The problem:
Rewrite the rows from the line containing "In the picture above, where" through the end of the rows, changing "large boulder" to "big rock" and keeping everything else unchanged.

Information shown:
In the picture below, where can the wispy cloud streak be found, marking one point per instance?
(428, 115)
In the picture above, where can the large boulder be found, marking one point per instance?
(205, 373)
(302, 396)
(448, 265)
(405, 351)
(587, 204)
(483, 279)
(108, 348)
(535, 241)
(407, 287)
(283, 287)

Result of the task:
In the picture above, where can the big rock be found, marking one point per instance?
(205, 373)
(302, 396)
(448, 265)
(405, 351)
(587, 204)
(483, 279)
(108, 348)
(535, 241)
(407, 287)
(283, 287)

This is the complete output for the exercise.